• INSTRUCTIONS FOR THE TASK
Return every line of the listing below that contains the string "countertop".
** Start of SUPPLIED ENTRIES **
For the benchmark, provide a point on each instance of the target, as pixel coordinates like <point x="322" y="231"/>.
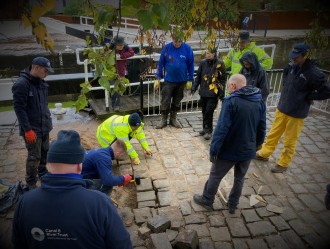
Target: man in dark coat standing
<point x="30" y="93"/>
<point x="240" y="129"/>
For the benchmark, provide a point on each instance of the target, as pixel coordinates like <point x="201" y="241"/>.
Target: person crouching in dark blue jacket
<point x="63" y="213"/>
<point x="97" y="166"/>
<point x="240" y="129"/>
<point x="30" y="93"/>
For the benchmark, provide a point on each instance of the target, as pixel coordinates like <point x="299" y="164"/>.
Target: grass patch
<point x="51" y="105"/>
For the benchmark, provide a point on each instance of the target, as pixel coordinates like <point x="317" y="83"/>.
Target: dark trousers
<point x="172" y="94"/>
<point x="218" y="170"/>
<point x="208" y="107"/>
<point x="37" y="159"/>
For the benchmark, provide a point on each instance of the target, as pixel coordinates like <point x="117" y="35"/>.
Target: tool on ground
<point x="136" y="179"/>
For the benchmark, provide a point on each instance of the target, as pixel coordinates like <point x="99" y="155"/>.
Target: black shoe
<point x="200" y="200"/>
<point x="231" y="209"/>
<point x="278" y="169"/>
<point x="202" y="132"/>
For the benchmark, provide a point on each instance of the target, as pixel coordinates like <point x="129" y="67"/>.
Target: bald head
<point x="235" y="82"/>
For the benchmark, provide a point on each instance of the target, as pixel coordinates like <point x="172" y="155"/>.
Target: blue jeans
<point x="37" y="159"/>
<point x="218" y="170"/>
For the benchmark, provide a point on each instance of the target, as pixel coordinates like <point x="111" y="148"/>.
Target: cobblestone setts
<point x="179" y="168"/>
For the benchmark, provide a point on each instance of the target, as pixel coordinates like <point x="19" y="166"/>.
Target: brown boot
<point x="163" y="121"/>
<point x="173" y="121"/>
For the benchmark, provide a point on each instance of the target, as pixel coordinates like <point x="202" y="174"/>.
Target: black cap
<point x="244" y="36"/>
<point x="43" y="62"/>
<point x="298" y="49"/>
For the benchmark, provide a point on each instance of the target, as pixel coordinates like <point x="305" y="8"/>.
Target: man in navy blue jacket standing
<point x="30" y="93"/>
<point x="63" y="213"/>
<point x="176" y="66"/>
<point x="240" y="129"/>
<point x="97" y="166"/>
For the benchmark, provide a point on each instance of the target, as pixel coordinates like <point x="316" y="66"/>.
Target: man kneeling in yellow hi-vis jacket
<point x="123" y="128"/>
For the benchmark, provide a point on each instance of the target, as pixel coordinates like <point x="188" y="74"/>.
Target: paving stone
<point x="257" y="243"/>
<point x="146" y="196"/>
<point x="239" y="244"/>
<point x="160" y="241"/>
<point x="263" y="190"/>
<point x="164" y="198"/>
<point x="206" y="243"/>
<point x="195" y="219"/>
<point x="299" y="227"/>
<point x="187" y="238"/>
<point x="222" y="245"/>
<point x="311" y="202"/>
<point x="263" y="212"/>
<point x="279" y="223"/>
<point x="237" y="227"/>
<point x="171" y="234"/>
<point x="261" y="228"/>
<point x="159" y="223"/>
<point x="174" y="214"/>
<point x="298" y="188"/>
<point x="142" y="215"/>
<point x="126" y="215"/>
<point x="220" y="234"/>
<point x="217" y="220"/>
<point x="142" y="204"/>
<point x="276" y="242"/>
<point x="202" y="230"/>
<point x="250" y="215"/>
<point x="315" y="241"/>
<point x="144" y="232"/>
<point x="161" y="183"/>
<point x="145" y="185"/>
<point x="292" y="239"/>
<point x="185" y="207"/>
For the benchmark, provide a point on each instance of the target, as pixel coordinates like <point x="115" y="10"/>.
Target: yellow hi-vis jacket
<point x="232" y="59"/>
<point x="117" y="127"/>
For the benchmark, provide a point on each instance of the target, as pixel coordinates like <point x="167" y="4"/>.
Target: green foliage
<point x="77" y="8"/>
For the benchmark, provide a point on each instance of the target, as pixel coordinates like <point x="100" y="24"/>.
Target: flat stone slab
<point x="146" y="196"/>
<point x="261" y="228"/>
<point x="145" y="185"/>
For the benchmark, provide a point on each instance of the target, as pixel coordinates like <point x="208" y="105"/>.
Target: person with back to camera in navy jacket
<point x="240" y="129"/>
<point x="30" y="93"/>
<point x="63" y="213"/>
<point x="97" y="166"/>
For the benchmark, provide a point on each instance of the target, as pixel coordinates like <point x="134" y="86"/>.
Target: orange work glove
<point x="30" y="137"/>
<point x="127" y="179"/>
<point x="136" y="161"/>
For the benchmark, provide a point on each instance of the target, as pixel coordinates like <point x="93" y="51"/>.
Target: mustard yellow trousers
<point x="291" y="127"/>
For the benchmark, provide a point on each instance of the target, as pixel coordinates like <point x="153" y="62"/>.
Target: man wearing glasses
<point x="30" y="93"/>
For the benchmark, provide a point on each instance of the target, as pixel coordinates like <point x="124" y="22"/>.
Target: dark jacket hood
<point x="247" y="92"/>
<point x="251" y="58"/>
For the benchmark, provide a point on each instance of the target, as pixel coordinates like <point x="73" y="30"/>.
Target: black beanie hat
<point x="66" y="149"/>
<point x="134" y="119"/>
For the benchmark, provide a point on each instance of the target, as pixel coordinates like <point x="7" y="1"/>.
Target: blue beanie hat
<point x="66" y="149"/>
<point x="134" y="119"/>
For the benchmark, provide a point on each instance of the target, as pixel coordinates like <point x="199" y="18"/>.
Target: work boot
<point x="207" y="136"/>
<point x="200" y="200"/>
<point x="258" y="157"/>
<point x="163" y="121"/>
<point x="173" y="121"/>
<point x="278" y="169"/>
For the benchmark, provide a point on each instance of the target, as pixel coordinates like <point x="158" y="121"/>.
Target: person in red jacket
<point x="30" y="93"/>
<point x="123" y="51"/>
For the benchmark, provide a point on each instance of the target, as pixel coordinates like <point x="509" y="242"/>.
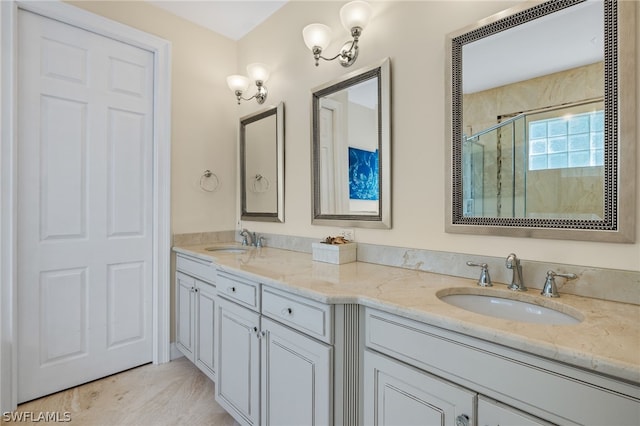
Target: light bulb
<point x="355" y="14"/>
<point x="258" y="72"/>
<point x="316" y="35"/>
<point x="238" y="83"/>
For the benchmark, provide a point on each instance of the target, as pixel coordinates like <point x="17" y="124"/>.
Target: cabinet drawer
<point x="196" y="268"/>
<point x="310" y="317"/>
<point x="526" y="382"/>
<point x="238" y="289"/>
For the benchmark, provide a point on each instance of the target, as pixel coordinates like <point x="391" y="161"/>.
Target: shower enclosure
<point x="562" y="148"/>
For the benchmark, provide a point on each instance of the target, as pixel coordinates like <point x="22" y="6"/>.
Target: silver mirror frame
<point x="277" y="216"/>
<point x="620" y="134"/>
<point x="382" y="220"/>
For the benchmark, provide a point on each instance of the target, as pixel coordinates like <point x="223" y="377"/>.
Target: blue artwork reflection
<point x="363" y="174"/>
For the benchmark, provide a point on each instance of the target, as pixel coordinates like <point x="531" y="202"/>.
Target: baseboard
<point x="174" y="353"/>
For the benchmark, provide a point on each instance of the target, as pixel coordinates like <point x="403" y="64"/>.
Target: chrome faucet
<point x="513" y="263"/>
<point x="247" y="236"/>
<point x="485" y="279"/>
<point x="550" y="289"/>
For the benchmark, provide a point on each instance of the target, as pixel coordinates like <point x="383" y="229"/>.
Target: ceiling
<point x="231" y="18"/>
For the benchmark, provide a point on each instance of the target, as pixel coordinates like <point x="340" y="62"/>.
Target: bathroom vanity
<point x="302" y="342"/>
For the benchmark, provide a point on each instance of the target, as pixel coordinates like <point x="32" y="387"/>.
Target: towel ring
<point x="260" y="184"/>
<point x="209" y="181"/>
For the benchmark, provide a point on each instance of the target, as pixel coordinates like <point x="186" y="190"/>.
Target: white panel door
<point x="85" y="116"/>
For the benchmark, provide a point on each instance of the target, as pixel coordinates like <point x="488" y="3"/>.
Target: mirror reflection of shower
<point x="546" y="163"/>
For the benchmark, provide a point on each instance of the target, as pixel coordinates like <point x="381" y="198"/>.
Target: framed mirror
<point x="262" y="165"/>
<point x="541" y="122"/>
<point x="351" y="150"/>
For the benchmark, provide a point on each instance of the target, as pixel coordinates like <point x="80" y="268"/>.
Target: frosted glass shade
<point x="237" y="83"/>
<point x="355" y="14"/>
<point x="316" y="35"/>
<point x="258" y="71"/>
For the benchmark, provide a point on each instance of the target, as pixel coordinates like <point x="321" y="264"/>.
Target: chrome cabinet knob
<point x="462" y="420"/>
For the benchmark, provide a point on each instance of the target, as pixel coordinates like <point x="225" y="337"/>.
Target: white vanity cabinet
<point x="238" y="361"/>
<point x="195" y="302"/>
<point x="397" y="394"/>
<point x="407" y="362"/>
<point x="275" y="355"/>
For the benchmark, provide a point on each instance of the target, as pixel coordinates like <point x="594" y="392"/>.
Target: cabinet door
<point x="185" y="304"/>
<point x="205" y="303"/>
<point x="296" y="378"/>
<point x="493" y="413"/>
<point x="237" y="361"/>
<point x="396" y="394"/>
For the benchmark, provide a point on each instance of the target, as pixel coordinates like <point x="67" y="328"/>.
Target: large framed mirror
<point x="262" y="165"/>
<point x="351" y="149"/>
<point x="541" y="122"/>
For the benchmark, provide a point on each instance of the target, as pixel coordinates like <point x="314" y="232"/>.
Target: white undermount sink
<point x="510" y="309"/>
<point x="228" y="249"/>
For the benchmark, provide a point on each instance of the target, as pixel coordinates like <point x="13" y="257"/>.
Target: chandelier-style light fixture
<point x="355" y="17"/>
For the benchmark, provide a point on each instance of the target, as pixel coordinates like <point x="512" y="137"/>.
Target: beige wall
<point x="203" y="129"/>
<point x="412" y="34"/>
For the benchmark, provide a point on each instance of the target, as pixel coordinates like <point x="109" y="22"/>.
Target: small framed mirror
<point x="262" y="165"/>
<point x="351" y="149"/>
<point x="541" y="122"/>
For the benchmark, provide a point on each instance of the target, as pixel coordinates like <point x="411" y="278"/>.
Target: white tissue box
<point x="334" y="253"/>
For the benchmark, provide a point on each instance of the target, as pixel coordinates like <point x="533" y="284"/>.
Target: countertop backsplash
<point x="599" y="283"/>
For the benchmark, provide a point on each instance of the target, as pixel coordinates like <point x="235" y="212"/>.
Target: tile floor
<point x="175" y="393"/>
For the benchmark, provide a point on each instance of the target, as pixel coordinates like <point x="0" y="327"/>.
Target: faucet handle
<point x="550" y="289"/>
<point x="485" y="279"/>
<point x="243" y="234"/>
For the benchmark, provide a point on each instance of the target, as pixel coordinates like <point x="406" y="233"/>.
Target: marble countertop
<point x="607" y="340"/>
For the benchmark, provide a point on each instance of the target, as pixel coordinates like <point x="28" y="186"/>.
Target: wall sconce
<point x="354" y="17"/>
<point x="239" y="83"/>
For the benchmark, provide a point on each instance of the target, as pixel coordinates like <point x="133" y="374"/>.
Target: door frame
<point x="161" y="50"/>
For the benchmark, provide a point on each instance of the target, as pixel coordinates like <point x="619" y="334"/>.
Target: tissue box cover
<point x="334" y="253"/>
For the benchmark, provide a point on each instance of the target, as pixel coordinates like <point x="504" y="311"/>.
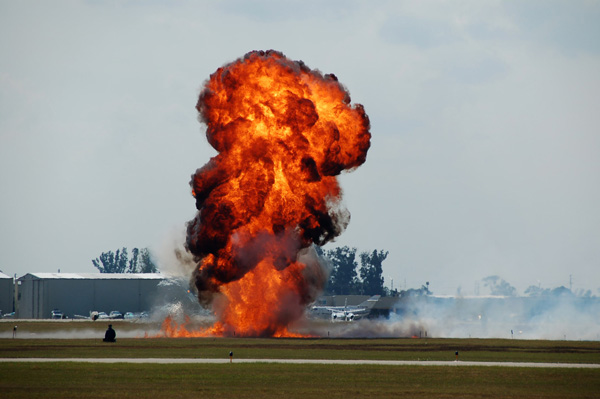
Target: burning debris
<point x="283" y="133"/>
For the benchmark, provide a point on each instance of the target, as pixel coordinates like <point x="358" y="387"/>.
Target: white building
<point x="80" y="293"/>
<point x="7" y="294"/>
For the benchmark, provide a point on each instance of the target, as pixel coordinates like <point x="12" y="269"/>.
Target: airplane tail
<point x="369" y="303"/>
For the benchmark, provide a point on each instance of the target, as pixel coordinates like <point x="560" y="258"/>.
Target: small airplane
<point x="346" y="313"/>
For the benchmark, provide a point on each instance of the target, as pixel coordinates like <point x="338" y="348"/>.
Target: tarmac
<point x="302" y="361"/>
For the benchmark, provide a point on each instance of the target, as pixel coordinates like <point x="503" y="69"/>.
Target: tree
<point x="119" y="262"/>
<point x="343" y="278"/>
<point x="499" y="286"/>
<point x="371" y="272"/>
<point x="146" y="265"/>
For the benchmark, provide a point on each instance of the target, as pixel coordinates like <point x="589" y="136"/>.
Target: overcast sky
<point x="485" y="121"/>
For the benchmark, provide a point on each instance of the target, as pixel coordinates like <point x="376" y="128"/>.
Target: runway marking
<point x="304" y="361"/>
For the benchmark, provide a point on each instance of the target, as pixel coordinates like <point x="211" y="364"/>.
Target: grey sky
<point x="484" y="116"/>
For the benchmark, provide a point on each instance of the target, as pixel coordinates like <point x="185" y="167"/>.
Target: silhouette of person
<point x="110" y="335"/>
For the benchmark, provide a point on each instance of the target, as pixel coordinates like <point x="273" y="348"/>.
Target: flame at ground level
<point x="172" y="329"/>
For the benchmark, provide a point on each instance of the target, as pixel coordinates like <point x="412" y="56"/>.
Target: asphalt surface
<point x="303" y="361"/>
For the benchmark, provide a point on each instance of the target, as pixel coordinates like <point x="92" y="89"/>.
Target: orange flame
<point x="283" y="133"/>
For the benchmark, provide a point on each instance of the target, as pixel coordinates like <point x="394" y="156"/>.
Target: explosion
<point x="283" y="133"/>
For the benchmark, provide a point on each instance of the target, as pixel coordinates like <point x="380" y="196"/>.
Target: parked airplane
<point x="345" y="313"/>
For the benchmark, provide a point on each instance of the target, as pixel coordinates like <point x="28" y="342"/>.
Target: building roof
<point x="96" y="276"/>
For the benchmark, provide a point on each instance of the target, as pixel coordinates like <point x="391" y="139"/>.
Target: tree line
<point x="120" y="262"/>
<point x="347" y="277"/>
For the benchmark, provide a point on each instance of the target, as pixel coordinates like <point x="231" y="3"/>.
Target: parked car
<point x="56" y="314"/>
<point x="115" y="314"/>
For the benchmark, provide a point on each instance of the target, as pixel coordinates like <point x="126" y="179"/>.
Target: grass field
<point x="263" y="380"/>
<point x="79" y="380"/>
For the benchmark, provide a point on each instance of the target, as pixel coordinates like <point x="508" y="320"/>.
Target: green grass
<point x="82" y="380"/>
<point x="243" y="380"/>
<point x="259" y="348"/>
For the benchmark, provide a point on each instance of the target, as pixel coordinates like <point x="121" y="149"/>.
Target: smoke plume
<point x="283" y="133"/>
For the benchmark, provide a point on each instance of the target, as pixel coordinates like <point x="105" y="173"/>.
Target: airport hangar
<point x="6" y="294"/>
<point x="37" y="294"/>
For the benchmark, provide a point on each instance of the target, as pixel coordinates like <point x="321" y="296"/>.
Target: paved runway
<point x="303" y="361"/>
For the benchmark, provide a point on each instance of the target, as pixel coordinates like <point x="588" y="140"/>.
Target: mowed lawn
<point x="269" y="380"/>
<point x="345" y="349"/>
<point x="262" y="380"/>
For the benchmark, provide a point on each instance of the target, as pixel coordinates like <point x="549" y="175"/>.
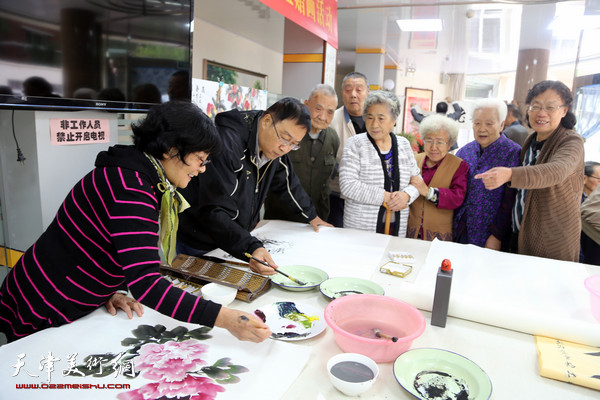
** End of SUPPLIED ENTRIES **
• RESULT
Target: countertop backsplash
Target: marble countertop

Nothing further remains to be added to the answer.